The required result is the exact run of lines beginning at the one containing "Where can you see the stone fountain in" and ending at the last line of the entries.

## Entries
▬▬▬
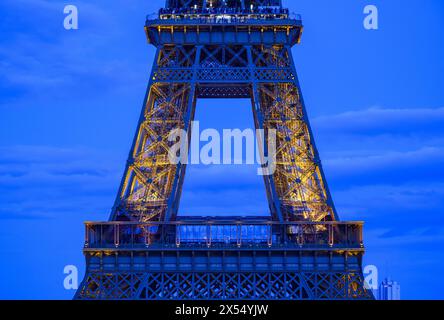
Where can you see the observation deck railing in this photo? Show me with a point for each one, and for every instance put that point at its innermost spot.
(223, 16)
(223, 235)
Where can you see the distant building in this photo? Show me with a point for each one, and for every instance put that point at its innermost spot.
(389, 290)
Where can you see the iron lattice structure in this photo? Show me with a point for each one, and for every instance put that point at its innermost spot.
(223, 49)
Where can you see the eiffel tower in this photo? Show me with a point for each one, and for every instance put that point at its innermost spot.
(224, 49)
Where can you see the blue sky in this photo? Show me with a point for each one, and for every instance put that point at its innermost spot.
(69, 103)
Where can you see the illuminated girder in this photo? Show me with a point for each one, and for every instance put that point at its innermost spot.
(152, 186)
(224, 49)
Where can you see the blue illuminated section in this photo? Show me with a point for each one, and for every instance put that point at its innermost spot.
(224, 234)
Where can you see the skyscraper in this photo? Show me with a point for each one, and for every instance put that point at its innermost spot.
(389, 290)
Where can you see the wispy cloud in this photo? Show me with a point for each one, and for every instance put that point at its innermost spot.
(43, 182)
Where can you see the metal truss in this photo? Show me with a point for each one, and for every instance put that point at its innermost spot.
(233, 49)
(225, 286)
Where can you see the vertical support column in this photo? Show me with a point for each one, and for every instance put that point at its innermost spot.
(273, 198)
(315, 149)
(130, 160)
(173, 203)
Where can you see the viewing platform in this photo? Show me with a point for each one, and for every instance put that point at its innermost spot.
(221, 25)
(235, 235)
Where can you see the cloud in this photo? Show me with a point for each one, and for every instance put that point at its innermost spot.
(390, 166)
(380, 121)
(44, 182)
(58, 62)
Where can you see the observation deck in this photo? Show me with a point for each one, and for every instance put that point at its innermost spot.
(215, 234)
(237, 25)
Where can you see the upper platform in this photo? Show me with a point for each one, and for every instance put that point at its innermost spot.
(241, 22)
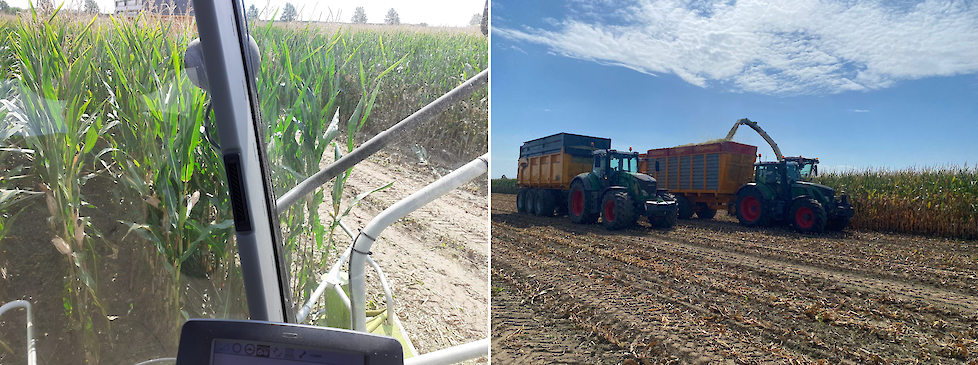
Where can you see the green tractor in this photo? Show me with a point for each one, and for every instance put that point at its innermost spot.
(782, 193)
(619, 194)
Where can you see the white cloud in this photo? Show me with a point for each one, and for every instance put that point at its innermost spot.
(772, 46)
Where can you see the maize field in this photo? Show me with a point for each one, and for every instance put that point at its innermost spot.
(110, 174)
(938, 201)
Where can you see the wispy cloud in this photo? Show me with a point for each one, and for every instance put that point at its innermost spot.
(771, 46)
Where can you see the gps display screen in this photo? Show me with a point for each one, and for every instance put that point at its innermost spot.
(238, 352)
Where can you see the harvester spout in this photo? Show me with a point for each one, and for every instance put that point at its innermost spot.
(752, 124)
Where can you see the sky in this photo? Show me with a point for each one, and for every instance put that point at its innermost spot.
(454, 13)
(858, 84)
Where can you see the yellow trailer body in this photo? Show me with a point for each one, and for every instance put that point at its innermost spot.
(709, 174)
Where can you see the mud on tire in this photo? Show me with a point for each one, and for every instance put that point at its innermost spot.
(578, 204)
(752, 209)
(807, 215)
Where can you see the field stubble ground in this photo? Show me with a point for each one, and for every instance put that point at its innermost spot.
(716, 292)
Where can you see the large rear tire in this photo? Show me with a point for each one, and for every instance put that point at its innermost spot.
(578, 204)
(808, 216)
(543, 205)
(617, 210)
(521, 200)
(703, 211)
(751, 208)
(685, 207)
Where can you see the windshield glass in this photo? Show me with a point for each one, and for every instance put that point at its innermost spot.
(806, 171)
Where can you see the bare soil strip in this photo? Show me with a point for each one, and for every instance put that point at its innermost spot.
(715, 292)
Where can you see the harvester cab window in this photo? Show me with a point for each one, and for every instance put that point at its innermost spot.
(807, 171)
(631, 164)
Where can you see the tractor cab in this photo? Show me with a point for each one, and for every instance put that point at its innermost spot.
(609, 162)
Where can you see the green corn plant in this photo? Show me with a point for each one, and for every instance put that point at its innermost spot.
(53, 113)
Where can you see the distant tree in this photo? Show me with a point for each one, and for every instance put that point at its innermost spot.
(252, 12)
(289, 13)
(359, 16)
(91, 7)
(392, 17)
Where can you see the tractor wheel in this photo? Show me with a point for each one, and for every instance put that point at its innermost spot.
(521, 200)
(751, 210)
(808, 216)
(544, 204)
(685, 207)
(617, 210)
(703, 211)
(577, 205)
(837, 224)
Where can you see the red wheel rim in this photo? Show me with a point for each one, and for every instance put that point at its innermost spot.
(805, 218)
(750, 208)
(577, 202)
(609, 211)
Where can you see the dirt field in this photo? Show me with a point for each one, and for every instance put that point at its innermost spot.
(716, 292)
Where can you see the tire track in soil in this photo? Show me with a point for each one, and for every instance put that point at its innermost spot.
(788, 311)
(524, 331)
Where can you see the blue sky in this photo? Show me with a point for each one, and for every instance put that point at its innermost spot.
(855, 83)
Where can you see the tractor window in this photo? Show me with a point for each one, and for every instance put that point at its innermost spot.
(615, 163)
(766, 174)
(806, 171)
(793, 172)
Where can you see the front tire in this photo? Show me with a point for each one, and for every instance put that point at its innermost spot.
(808, 216)
(577, 205)
(751, 209)
(617, 210)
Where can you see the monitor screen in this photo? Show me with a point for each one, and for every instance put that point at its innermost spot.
(239, 352)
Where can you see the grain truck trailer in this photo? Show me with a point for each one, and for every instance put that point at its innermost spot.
(712, 176)
(583, 177)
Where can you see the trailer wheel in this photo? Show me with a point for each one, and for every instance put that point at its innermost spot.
(685, 208)
(808, 216)
(750, 208)
(521, 200)
(543, 203)
(703, 211)
(577, 205)
(617, 210)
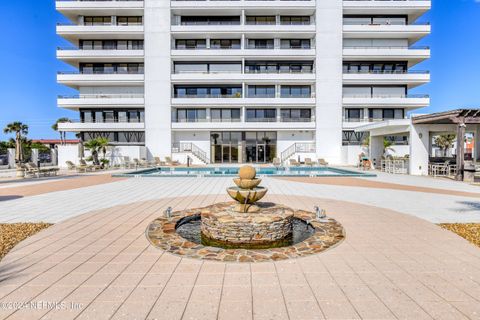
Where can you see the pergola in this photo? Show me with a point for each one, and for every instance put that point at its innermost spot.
(460, 118)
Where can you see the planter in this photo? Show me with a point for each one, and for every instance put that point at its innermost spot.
(20, 173)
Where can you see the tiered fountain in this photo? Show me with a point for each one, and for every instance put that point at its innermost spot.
(245, 230)
(246, 223)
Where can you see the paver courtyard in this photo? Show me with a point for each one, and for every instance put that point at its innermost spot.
(395, 262)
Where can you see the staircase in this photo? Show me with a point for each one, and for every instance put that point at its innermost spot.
(297, 147)
(188, 147)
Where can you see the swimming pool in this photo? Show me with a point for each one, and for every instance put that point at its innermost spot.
(233, 171)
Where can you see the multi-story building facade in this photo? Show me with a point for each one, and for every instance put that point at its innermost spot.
(232, 81)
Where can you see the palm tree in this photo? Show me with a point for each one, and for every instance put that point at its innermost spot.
(97, 146)
(19, 129)
(387, 145)
(63, 134)
(445, 141)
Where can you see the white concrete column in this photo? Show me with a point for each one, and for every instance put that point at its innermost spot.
(35, 154)
(329, 79)
(158, 90)
(376, 150)
(419, 149)
(11, 157)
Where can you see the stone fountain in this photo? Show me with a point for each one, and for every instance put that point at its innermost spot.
(247, 222)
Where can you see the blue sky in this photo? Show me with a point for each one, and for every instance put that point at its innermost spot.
(28, 87)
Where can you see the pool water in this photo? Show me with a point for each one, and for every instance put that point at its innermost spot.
(233, 171)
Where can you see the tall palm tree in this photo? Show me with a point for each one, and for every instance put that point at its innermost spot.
(19, 129)
(445, 142)
(63, 134)
(97, 146)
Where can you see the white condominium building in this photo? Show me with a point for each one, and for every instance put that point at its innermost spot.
(236, 81)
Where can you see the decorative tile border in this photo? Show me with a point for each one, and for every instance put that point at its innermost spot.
(162, 234)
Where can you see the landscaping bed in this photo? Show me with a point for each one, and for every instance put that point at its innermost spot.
(469, 231)
(12, 233)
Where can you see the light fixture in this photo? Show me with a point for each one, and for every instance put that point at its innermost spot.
(168, 212)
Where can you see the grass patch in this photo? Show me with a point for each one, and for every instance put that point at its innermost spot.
(469, 231)
(12, 233)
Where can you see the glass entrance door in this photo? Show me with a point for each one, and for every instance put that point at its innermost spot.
(261, 154)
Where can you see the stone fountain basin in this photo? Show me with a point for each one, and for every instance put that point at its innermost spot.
(247, 196)
(247, 183)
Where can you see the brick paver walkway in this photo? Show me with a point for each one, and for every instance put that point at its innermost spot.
(391, 266)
▬▬▬
## Written answer
Where can you see the stone fountain in this photo? Show me with a point for each one, and for every instance put that point at its innermost spot.
(247, 222)
Where can you see the blue sky in this photo? Show me with a point for each one, and for every instance put that point at its innermost spot.
(28, 87)
Where can you see the pool water in this photo? Show me with a point for each one, and for every instance put that point at its innermost spot.
(233, 171)
Where can you see the tall palm tree in this photo? Show me with a point for each one, and for every instance put that point at its innermost spot.
(19, 129)
(445, 142)
(63, 134)
(97, 146)
Where can you see the white condominium building in this photo? Show me with a point for each one, and for every instance put that point at its innermost spot.
(236, 81)
Where can you see the decorative tile border in this photo? Show me with a point for each one, and for every instance put that point at its innermost spot.
(162, 234)
Where can you see the landscaping bed in this photo? Show me with a point for each one, and for every instance put that point at its innermost spot.
(469, 231)
(12, 233)
Where can you see the light fixture in this photo? Show me with a point for each one, and for every instance put that point at its innermost spot.
(168, 212)
Where can you see the grass patch in this photo? Show me with a point for each one, and for every instance put that point at its innermost spot.
(469, 231)
(12, 233)
Where can you see the glass entrance door in this photo? Show me with a point for each one, and for every instance put that point at its innermost spot.
(261, 154)
Where can you see the stone fountain basin in this photo? Show me with a point for each one, and for every instance put that point at its innermost spot.
(247, 196)
(247, 183)
Where can you see the brick paver walkway in this photo? Show me with a point for each one, and for every instance put that point at its innermost spot.
(391, 266)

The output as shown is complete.